PROBLEM :: In the listing that follows, how many lines contain "like"? Give the number only.

·····

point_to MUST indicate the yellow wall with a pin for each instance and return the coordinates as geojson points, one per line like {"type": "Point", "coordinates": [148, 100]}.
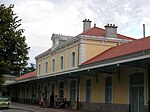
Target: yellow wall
{"type": "Point", "coordinates": [121, 88]}
{"type": "Point", "coordinates": [65, 52]}
{"type": "Point", "coordinates": [95, 47]}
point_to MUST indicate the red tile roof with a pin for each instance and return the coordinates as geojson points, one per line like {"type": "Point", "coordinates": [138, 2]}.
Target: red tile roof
{"type": "Point", "coordinates": [96, 31]}
{"type": "Point", "coordinates": [124, 49]}
{"type": "Point", "coordinates": [26, 76]}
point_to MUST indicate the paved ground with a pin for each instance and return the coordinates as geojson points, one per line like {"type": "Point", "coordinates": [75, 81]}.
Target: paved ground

·····

ANSWER FOR THE TASK :: 3